Exercise description ▸
Your response should reproduce every line of the entries that contains the word "vegetation".

Region pointing data:
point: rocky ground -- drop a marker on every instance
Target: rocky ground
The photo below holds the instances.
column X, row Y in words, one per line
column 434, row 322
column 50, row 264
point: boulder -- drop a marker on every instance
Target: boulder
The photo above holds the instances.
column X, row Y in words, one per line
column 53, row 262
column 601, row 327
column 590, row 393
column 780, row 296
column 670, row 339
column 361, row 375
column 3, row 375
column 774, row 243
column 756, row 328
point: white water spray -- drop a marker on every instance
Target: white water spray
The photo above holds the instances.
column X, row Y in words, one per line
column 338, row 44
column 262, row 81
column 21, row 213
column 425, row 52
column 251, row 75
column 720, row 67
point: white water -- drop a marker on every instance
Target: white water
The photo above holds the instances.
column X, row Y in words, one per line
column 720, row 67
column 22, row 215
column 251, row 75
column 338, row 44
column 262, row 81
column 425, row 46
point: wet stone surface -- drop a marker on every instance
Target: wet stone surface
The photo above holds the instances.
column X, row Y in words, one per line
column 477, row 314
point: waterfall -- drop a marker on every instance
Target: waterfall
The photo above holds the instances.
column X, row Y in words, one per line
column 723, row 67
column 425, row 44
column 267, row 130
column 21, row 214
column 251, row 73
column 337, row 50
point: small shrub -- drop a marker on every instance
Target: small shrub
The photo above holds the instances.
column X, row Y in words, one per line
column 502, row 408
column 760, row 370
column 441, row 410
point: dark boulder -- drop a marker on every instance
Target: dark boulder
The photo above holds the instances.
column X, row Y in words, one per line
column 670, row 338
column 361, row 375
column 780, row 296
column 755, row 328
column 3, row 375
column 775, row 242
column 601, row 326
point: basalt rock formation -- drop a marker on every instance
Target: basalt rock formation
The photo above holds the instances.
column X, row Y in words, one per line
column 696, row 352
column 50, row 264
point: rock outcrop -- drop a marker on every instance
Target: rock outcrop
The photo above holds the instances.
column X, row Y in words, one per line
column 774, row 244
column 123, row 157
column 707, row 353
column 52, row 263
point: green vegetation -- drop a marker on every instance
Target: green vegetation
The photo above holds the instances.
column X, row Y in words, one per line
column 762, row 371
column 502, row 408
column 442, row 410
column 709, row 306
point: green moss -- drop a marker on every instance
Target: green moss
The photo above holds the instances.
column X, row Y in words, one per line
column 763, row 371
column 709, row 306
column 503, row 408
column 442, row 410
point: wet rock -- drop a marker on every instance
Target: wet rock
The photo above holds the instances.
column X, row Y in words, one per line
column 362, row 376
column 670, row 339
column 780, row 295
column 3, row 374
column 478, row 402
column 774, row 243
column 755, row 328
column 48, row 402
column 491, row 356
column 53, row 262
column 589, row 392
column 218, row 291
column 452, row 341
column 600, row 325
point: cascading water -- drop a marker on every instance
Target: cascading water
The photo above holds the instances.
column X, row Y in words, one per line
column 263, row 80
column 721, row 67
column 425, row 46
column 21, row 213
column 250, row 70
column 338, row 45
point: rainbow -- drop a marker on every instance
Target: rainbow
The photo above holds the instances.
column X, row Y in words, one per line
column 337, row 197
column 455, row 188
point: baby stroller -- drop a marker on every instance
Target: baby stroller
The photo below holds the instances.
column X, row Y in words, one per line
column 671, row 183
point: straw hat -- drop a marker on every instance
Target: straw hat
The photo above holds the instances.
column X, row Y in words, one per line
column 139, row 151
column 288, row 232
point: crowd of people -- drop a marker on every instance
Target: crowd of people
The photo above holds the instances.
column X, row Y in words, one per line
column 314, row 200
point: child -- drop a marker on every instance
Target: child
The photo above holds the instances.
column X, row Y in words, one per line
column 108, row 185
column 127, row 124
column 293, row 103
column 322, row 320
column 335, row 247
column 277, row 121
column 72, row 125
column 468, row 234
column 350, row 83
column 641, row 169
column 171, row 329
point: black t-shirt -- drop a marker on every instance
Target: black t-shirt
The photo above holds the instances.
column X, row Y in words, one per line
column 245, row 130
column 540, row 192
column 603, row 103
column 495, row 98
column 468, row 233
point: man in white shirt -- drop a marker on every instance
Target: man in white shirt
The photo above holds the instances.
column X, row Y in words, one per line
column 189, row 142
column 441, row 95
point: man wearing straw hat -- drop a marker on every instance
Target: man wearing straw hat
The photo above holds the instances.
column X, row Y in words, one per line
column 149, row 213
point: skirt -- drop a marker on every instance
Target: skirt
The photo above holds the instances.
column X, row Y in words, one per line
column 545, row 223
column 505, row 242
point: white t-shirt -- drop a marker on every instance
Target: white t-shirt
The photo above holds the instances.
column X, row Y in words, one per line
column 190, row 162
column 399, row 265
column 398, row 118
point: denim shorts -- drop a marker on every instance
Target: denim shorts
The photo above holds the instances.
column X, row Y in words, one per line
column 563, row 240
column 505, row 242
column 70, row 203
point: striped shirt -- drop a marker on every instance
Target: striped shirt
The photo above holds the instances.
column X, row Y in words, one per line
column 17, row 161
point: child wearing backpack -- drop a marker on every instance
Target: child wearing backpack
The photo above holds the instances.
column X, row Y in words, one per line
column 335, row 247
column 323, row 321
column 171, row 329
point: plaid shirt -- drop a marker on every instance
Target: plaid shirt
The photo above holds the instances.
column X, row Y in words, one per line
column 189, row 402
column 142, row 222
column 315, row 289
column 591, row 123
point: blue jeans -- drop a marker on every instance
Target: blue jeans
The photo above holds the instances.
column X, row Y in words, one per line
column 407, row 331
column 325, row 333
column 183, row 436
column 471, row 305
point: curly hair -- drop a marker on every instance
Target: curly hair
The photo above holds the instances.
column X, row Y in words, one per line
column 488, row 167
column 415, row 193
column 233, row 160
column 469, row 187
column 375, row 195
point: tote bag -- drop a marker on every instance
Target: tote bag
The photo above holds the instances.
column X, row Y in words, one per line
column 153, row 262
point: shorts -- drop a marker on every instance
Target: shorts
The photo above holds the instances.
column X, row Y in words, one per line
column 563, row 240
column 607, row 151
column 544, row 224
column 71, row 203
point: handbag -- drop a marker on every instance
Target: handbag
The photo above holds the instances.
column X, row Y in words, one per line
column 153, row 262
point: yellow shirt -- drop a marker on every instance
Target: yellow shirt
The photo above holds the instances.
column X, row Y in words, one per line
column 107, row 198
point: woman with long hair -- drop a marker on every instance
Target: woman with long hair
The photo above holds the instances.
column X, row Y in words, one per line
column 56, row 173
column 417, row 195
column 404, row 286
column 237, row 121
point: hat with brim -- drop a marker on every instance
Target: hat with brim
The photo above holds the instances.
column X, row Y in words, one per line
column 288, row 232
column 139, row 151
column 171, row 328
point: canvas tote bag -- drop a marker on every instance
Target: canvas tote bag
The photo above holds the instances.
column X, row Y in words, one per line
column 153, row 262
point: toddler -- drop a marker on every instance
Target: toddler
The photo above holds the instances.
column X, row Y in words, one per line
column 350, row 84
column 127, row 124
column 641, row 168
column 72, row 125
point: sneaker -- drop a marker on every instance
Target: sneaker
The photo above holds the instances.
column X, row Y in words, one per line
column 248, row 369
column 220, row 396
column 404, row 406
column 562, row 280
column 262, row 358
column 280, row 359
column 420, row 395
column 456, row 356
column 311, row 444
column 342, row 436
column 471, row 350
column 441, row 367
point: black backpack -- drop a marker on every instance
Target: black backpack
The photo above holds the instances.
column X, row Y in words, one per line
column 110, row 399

Result of this task ▸
point: green vegetation -- drop a marker on every instance
Target: green vegetation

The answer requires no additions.